▶ _Description of the task_
Exact copies of the lines from the line containing "Your task: a point for each instance of the marble" through the last line of the entries below are the whole answer.

Region pointing data
+ + +

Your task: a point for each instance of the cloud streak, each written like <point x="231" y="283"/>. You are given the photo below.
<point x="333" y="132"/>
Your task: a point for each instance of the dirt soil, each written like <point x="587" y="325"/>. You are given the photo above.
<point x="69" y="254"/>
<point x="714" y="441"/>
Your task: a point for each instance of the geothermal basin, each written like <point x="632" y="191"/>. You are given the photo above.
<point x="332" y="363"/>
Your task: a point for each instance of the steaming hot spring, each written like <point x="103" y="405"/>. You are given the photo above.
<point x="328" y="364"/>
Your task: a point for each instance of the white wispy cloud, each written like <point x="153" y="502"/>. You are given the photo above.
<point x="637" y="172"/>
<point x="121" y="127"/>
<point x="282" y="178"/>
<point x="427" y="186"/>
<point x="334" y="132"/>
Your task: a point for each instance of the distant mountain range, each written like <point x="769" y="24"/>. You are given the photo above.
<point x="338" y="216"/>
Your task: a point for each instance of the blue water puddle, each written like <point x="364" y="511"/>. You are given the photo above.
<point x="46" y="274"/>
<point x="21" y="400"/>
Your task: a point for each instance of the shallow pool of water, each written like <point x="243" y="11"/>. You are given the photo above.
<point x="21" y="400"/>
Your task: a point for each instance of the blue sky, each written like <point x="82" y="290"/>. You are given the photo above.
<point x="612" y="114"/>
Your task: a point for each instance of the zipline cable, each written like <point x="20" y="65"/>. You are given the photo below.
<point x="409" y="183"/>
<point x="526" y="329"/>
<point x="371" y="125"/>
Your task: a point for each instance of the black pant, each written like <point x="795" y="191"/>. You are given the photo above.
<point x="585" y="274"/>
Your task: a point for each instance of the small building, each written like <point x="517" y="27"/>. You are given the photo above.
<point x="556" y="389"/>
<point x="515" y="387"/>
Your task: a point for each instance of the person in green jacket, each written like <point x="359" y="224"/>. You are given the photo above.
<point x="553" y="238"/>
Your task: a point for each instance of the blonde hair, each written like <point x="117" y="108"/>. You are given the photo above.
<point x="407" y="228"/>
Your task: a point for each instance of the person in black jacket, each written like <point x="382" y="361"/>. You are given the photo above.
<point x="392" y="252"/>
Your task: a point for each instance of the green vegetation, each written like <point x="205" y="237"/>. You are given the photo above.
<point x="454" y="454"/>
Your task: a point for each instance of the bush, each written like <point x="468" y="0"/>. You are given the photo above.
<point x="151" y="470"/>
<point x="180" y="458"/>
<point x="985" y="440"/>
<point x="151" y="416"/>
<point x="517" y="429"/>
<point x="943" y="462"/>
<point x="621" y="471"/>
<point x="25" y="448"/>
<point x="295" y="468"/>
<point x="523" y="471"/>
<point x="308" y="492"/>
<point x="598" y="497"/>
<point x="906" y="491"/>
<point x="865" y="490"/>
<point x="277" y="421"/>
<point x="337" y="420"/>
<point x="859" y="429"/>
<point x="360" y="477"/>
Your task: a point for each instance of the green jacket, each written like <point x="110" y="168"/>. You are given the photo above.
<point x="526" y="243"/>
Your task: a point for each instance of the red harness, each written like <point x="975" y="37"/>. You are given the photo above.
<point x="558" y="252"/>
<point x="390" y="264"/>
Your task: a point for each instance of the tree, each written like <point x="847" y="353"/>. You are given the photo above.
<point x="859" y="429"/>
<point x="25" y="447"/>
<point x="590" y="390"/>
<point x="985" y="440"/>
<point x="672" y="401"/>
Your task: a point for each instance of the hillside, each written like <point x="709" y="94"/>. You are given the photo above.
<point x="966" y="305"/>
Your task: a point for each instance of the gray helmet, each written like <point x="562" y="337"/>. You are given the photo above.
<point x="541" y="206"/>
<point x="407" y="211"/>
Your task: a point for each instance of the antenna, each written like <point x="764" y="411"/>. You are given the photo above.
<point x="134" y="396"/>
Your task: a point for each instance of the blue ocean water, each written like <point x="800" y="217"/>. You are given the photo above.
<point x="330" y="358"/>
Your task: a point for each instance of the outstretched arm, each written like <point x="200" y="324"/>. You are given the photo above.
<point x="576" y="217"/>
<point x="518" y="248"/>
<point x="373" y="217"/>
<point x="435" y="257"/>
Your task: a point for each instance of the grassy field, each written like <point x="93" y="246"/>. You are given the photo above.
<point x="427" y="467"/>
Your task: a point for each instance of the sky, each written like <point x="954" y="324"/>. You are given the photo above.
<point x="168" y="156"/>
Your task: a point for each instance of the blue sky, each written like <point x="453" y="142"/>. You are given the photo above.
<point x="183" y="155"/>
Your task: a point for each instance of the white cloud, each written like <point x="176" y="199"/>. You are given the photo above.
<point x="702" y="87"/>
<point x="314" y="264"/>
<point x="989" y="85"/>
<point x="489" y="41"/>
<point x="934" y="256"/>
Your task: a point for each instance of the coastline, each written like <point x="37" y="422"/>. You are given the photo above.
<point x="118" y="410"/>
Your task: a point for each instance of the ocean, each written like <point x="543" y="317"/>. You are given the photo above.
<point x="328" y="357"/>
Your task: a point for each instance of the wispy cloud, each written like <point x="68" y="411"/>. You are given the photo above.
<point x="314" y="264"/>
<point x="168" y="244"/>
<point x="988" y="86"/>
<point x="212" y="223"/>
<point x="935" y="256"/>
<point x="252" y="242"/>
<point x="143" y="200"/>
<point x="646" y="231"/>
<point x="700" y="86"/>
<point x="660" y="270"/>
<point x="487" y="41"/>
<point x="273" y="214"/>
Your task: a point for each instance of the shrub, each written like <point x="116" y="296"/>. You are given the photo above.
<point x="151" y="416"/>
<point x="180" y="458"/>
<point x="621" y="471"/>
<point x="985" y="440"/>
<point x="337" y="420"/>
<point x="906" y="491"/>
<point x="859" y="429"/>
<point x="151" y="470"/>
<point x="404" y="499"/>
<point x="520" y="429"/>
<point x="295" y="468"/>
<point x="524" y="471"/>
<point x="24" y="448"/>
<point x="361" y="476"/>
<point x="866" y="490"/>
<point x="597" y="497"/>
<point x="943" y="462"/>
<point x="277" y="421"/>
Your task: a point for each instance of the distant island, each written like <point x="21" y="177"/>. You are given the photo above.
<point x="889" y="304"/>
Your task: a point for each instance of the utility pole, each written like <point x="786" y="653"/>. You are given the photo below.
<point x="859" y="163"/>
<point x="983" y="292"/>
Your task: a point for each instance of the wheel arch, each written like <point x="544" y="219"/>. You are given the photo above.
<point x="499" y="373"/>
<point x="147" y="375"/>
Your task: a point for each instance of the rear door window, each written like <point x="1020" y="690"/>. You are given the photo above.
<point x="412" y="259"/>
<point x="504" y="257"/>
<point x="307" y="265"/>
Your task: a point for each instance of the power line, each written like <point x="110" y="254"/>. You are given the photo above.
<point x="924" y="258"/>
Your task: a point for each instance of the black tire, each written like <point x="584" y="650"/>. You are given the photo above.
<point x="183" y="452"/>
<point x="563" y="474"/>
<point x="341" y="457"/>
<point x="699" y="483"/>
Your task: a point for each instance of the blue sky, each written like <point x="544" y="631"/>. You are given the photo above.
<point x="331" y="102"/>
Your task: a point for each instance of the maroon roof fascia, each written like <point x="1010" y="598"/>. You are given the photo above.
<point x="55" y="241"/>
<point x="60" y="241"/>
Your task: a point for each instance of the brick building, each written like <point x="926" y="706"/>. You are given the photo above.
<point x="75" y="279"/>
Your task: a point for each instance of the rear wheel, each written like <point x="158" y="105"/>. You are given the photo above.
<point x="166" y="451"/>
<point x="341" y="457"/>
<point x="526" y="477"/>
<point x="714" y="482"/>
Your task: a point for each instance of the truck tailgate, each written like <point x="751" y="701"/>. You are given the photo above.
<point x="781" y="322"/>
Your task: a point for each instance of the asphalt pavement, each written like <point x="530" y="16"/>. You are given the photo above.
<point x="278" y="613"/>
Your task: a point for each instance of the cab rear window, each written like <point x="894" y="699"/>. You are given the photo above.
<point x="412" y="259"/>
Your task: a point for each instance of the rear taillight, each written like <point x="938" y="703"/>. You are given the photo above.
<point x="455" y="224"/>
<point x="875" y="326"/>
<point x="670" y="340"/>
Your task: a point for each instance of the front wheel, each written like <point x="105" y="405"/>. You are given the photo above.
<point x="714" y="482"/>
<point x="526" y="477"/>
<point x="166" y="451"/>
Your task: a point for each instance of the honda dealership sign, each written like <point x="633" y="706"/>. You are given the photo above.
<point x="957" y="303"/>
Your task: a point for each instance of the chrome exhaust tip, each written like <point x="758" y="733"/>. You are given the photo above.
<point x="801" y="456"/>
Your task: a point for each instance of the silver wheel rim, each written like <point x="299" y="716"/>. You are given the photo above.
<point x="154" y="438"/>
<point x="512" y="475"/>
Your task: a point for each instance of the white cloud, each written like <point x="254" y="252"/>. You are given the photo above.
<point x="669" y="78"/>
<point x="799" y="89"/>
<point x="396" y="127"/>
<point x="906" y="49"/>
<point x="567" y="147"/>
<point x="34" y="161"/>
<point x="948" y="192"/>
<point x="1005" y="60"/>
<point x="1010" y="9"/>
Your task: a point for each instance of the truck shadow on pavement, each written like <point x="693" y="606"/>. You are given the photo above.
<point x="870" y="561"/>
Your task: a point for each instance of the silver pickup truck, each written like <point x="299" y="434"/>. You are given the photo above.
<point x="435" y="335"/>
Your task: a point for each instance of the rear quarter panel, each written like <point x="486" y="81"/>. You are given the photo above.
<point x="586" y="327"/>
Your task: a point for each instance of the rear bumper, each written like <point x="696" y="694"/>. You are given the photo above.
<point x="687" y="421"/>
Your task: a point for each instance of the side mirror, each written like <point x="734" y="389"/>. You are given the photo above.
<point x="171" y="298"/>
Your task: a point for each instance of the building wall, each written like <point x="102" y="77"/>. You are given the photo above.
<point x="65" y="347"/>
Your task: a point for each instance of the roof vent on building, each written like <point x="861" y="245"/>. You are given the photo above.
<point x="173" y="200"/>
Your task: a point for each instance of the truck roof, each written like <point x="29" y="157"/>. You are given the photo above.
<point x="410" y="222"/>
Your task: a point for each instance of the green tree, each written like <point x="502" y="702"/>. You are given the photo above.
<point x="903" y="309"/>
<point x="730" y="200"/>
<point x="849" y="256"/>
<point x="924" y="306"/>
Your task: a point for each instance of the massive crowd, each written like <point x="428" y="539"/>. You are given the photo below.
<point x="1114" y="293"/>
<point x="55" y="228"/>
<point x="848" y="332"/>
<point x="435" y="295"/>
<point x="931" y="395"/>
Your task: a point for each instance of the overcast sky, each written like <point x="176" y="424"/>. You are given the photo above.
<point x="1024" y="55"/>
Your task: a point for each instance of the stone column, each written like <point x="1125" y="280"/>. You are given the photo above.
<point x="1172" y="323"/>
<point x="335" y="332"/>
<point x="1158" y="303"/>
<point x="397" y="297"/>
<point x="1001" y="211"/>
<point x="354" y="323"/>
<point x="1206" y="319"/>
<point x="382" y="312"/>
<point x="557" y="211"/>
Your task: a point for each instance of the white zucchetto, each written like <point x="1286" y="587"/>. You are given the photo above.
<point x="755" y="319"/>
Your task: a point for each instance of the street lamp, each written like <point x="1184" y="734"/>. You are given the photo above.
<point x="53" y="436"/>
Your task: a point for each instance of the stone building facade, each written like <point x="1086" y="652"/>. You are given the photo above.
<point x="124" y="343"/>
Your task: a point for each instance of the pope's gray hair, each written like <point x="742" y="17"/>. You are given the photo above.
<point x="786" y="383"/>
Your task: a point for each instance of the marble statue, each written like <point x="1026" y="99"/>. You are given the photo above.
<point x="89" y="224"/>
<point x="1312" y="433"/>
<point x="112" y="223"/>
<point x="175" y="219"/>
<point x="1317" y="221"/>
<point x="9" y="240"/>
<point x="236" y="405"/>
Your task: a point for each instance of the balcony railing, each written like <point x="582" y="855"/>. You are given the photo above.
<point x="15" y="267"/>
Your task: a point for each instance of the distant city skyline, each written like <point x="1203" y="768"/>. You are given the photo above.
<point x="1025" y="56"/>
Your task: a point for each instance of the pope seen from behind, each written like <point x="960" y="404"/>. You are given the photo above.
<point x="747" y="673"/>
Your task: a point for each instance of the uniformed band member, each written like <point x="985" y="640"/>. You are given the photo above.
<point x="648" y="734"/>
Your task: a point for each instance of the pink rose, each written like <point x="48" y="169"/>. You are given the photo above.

+ + +

▶ _Exercise answer_
Your task: a point for each instance of the marble statue, each written like <point x="1026" y="99"/>. You are given the photo above.
<point x="89" y="224"/>
<point x="1312" y="433"/>
<point x="112" y="223"/>
<point x="175" y="219"/>
<point x="1317" y="221"/>
<point x="9" y="240"/>
<point x="236" y="405"/>
Your task: a point for each instance of the balcony railing, each written like <point x="582" y="855"/>. You are given the photo above.
<point x="15" y="267"/>
Your task: a point for each instance of the distant city skyline, each written like <point x="1203" y="768"/>. You are given the photo above.
<point x="1025" y="56"/>
Your task: a point for each instance of the pope seen from behind, each written like <point x="960" y="404"/>. You are given the photo above.
<point x="747" y="673"/>
Your task: a point for each instance of the uniformed band member, each written like <point x="985" y="640"/>. You are given the photo above.
<point x="648" y="734"/>
Your task: a point for each instance of the pink rose, each written like <point x="48" y="169"/>. You are given the photo above.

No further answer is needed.